■ Task goal: Only the pictures are left out: repeat the rest of the entries exactly.

┄┄┄┄┄┄┄┄┄┄

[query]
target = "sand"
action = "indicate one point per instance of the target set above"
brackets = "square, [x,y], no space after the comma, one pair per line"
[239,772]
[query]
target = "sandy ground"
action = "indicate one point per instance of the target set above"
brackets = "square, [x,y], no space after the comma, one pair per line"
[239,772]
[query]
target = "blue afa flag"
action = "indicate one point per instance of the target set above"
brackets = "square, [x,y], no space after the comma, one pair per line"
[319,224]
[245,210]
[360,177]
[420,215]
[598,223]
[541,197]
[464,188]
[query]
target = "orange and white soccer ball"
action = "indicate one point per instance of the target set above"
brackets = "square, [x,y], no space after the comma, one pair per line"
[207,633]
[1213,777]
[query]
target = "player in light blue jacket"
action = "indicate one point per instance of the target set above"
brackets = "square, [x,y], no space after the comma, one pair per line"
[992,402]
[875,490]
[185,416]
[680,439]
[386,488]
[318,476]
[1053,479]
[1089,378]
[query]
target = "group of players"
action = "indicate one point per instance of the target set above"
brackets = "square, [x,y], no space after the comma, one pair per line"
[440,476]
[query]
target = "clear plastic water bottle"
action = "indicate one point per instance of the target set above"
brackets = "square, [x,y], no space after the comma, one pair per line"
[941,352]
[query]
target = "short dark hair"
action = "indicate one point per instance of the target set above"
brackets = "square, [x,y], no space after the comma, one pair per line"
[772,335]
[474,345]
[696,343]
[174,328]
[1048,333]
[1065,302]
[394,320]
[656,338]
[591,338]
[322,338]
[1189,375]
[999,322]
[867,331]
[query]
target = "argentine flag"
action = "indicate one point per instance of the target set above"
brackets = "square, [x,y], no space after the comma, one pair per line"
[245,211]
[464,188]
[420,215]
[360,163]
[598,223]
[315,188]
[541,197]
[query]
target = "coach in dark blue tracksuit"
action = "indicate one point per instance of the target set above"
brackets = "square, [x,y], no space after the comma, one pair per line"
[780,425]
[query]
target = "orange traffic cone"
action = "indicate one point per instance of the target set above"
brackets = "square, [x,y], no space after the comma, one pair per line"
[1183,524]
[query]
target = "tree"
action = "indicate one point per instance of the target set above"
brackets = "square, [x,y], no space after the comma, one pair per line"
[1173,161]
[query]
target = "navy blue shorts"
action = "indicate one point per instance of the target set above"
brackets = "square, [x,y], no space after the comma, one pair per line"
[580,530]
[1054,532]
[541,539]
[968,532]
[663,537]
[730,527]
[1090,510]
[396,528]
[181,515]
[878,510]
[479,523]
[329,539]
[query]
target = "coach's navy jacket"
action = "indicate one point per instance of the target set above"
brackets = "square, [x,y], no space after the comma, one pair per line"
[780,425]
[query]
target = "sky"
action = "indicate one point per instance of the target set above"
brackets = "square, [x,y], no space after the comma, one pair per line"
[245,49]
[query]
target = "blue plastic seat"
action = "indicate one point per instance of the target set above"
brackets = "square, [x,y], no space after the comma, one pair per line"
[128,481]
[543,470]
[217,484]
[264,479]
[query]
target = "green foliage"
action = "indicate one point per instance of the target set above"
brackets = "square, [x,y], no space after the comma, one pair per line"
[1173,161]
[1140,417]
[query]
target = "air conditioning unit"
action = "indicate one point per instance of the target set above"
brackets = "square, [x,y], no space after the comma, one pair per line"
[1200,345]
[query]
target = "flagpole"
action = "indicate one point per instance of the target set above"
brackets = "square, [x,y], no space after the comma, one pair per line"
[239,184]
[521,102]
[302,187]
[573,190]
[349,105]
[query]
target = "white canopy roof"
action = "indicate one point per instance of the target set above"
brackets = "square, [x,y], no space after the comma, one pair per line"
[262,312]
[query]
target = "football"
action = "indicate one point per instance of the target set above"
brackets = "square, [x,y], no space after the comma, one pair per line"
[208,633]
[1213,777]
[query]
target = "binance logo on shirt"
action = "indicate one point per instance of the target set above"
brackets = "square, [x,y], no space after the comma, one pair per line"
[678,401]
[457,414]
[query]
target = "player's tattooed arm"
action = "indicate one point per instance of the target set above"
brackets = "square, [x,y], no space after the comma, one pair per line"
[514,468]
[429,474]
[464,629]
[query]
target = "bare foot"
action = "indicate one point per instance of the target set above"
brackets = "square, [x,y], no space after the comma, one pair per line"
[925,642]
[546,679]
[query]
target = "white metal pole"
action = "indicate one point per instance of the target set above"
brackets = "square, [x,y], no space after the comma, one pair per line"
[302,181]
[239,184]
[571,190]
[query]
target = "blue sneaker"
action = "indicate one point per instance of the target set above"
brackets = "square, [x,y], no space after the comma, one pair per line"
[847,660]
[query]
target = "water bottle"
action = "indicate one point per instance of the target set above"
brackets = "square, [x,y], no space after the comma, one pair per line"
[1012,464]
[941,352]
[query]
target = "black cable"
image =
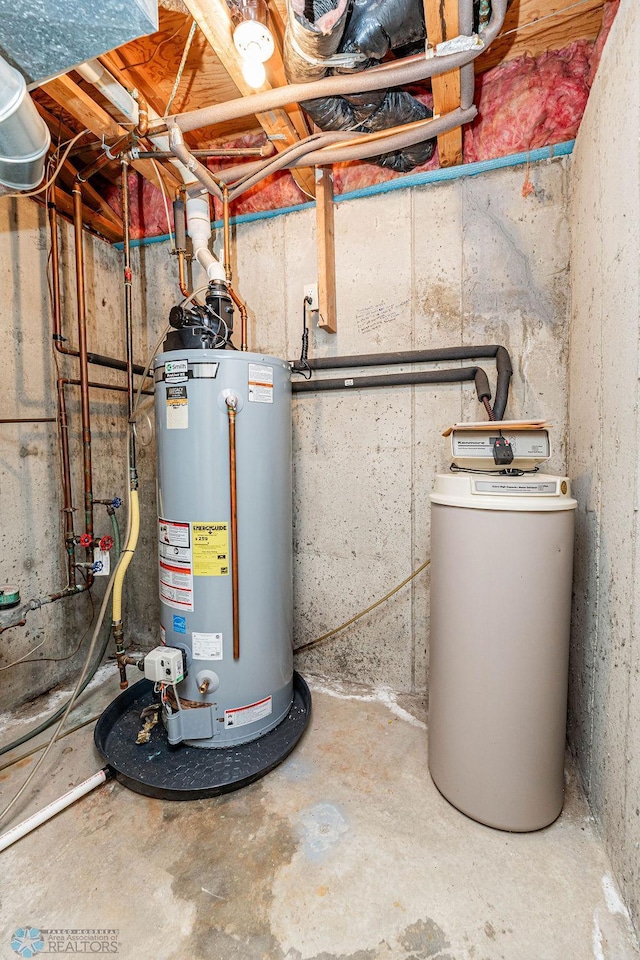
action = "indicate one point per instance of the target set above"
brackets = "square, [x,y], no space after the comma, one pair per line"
[58,713]
[304,352]
[454,468]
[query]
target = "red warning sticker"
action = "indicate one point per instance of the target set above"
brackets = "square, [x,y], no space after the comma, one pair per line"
[241,716]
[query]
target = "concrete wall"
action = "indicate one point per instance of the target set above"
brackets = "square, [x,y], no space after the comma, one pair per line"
[467,262]
[31,545]
[604,435]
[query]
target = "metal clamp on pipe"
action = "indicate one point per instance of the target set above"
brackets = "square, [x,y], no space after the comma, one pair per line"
[232,409]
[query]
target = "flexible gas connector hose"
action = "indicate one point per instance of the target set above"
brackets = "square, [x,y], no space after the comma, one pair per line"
[116,536]
[127,555]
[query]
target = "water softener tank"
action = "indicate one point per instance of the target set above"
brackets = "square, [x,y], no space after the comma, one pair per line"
[501,568]
[233,628]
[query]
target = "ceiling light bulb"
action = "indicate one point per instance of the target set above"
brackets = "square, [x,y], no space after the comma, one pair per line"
[254,73]
[253,39]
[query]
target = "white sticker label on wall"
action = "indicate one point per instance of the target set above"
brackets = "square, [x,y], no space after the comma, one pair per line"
[241,716]
[260,383]
[176,572]
[176,371]
[102,559]
[206,646]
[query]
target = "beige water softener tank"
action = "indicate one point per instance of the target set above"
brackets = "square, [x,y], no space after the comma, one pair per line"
[501,567]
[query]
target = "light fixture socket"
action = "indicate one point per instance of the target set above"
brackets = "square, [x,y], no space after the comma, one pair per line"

┄┄┄┄┄┄┄┄┄┄

■ Solution to the exercise:
[query]
target = "sand"
action = "indicate one point per instance of the target set above"
brackets = "square, [x,y], no space after the comma, one pair per line"
[239,772]
[query]
target = "sandy ground"
action = "indicate one point per instance of the target set above"
brackets = "square, [x,y], no space after the comma, one pair per line"
[239,772]
[query]
target = "blue afa flag"
action = "indicate one point per instance of the target set above"
brackets = "square, [x,y], no space after the comma, one pair per line"
[319,224]
[245,210]
[360,177]
[420,215]
[598,223]
[541,197]
[464,188]
[query]
target = "orange and white soccer ball"
action = "indicate one point per instance of the target set above"
brackets = "square, [x,y], no space after the comma, one pair per line"
[207,633]
[1213,777]
[query]
target = "player in light blue jacket"
action = "indicate one point per instance of the target set above"
brackets = "square, [x,y], no space after the comma, one pair per line"
[992,402]
[875,490]
[185,416]
[680,439]
[386,488]
[318,476]
[1053,479]
[1089,378]
[query]
target = "group of players"
action = "indicate one point per instance of the target set above"
brackets = "square, [x,y], no space after the comma, one pair per line"
[440,476]
[query]
target = "clear plastic water bottle"
action = "indicate one point per instance of the target set above"
brackets = "square, [x,y], no space after the comma, one pair per line"
[941,352]
[query]
target = "short dark hair"
action = "indicate one point per instance of the target set above"
brackets = "square, [x,y], no space after the comma, one pair per line"
[772,335]
[474,345]
[696,343]
[174,328]
[1048,333]
[1065,302]
[394,320]
[656,338]
[591,338]
[322,338]
[1189,375]
[999,322]
[867,331]
[query]
target = "argentine flag"
action = "indicate one point per instance of the target set above"
brackets = "square, [x,y], no space after the comma, one pair per line"
[245,211]
[464,188]
[420,215]
[360,163]
[598,223]
[315,188]
[541,197]
[query]
target = "coach in dark blue tracksuit"
action = "indicate one point per instance of the target set above"
brackets = "square, [x,y], no space after the comma, one pair per line"
[780,425]
[query]
target = "orange traffic cone"
action = "indicate one point per instance of the target set above"
brackets = "square, [x,y], no space after the comma, one pair per line"
[1183,524]
[query]
target = "tree"
action = "indicate one point per instance of the target set above"
brackets = "square, [x,y], no space after the comma, one pair per line"
[1173,161]
[query]
target = "navy blue shorts"
action = "indicate one point per instance of the target set above"
brackets = "square, [x,y], no space after the comma, one pair per line"
[580,530]
[1054,532]
[541,539]
[968,532]
[663,537]
[730,527]
[1090,510]
[396,528]
[181,515]
[878,510]
[479,523]
[329,539]
[query]
target = "coach's navy jacket"
action = "indicate one point per instance of the target set above"
brackets = "square, [x,y], no space after the comma, one pair per line"
[780,425]
[query]
target = "sky"
action = "indicate one point per instance of the target set above"
brackets = "square, [x,y], no space after the comma, one pair per line"
[245,49]
[query]
target = "blue plastic seat"
action = "indicate one point per instance of the target set above"
brackets = "square, [x,y], no space after the comma, one pair per line"
[128,481]
[543,470]
[217,484]
[264,479]
[query]
target = "green foliage"
action = "indicate one point per instance of the target set above"
brackets = "square, [x,y], no space after the comma, one pair per line"
[1173,161]
[1140,417]
[query]
target = "air conditioning unit"
action = "indicate one point per instance of the target set above"
brackets = "square, [x,y], no space after the comma, one pair per line"
[1200,345]
[query]
target = "flagpole"
action = "indicate one point per instance of the target set above"
brackets = "square, [x,y], no space after the comma, one pair per line"
[239,184]
[521,102]
[302,187]
[573,190]
[349,105]
[query]
target = "white canopy roof"
action = "indicate one point per instance of the target set above"
brackets = "square, [x,y], no space after the comma, one pair per line"
[262,312]
[query]
target = "football"
action = "indicate one point per instance of the target set above"
brackets = "square, [x,y], no space after the comma, one pair per line"
[208,633]
[1213,777]
[query]
target = "binance logo on shirt"
action = "indicate one point per instance of the target set above"
brackets = "square, [x,y], no space after the comma, one pair per line"
[678,401]
[457,414]
[query]
target = "player's tattooed arm"
action = "indicate one point per instance of the target set above"
brackets = "square, [x,y], no space after the comma, one pair per line"
[514,468]
[429,474]
[464,629]
[query]
target = "bare foot"
action = "indicate one point per instance of the target set above"
brackets = "square, [x,y], no space after the comma, one pair per line"
[925,642]
[546,679]
[query]
target = "white metal pole"
action = "indicate one point per instance of the target set above"
brackets = "square, [x,y], no space after the comma, one pair per line"
[302,181]
[239,184]
[571,190]
[query]
target = "blue sneaker"
action = "indicate one point per instance of the target set above"
brackets = "square, [x,y], no space after the comma, one pair per line"
[847,660]
[query]
target = "water bottle"
action = "indicate one point per instance of the target set above"
brackets = "square, [x,y], no space after the comma, one pair per line"
[1012,464]
[941,352]
[query]
target = "black cable"
image =
action = "indicate one point per instance of the target set above"
brackets = "square, [x,y], no space after the comma, one pair per line"
[58,713]
[304,352]
[454,468]
[query]
target = "red warning sticker"
action = "indicate one point per instance of the target set above"
brackets = "square, [x,y], no space after the comma, one pair per line"
[241,716]
[query]
target = "concrete wall"
action = "indicate one point per instance of the target set above"
brackets = "square, [x,y], no space after the comma, one pair per line"
[467,262]
[31,545]
[604,435]
[query]
target = "metal clamp on pipe"
action = "indicate one point per instance of the target set above"
brackets = "square, [x,y], no space after the comma, one pair per line"
[232,409]
[query]
target = "flexible gas connector hose"
action = "indicate one point per instance of the target set above"
brackets = "square, [x,y], no space after the comma, one pair per line"
[116,536]
[127,555]
[query]
target = "water softener tank"
action = "indicate one point per instance of the target set above"
brackets = "square, [x,y], no space after the comma, one pair per line"
[501,568]
[233,628]
[query]
target = "ceiling light bulb"
action = "indicate one point per instance of the target set above"
brackets = "square, [x,y], no space after the comma, one pair per line"
[254,73]
[253,39]
[query]
target = "white sticker label on wall"
action = "indicate one point per instance of the target set above"
brackets = "square, [x,y], no space after the comma, one pair per line"
[241,716]
[260,383]
[176,572]
[176,371]
[102,559]
[206,646]
[query]
target = "beige water softener tank"
action = "indicate one point per instance of the target set above"
brackets = "square, [x,y], no space after the comma, one pair per line"
[501,567]
[query]
target = "light fixture socket"
action = "indicate one point per instance of the target set above"
brackets = "square, [x,y], no space after the comma, one pair per line"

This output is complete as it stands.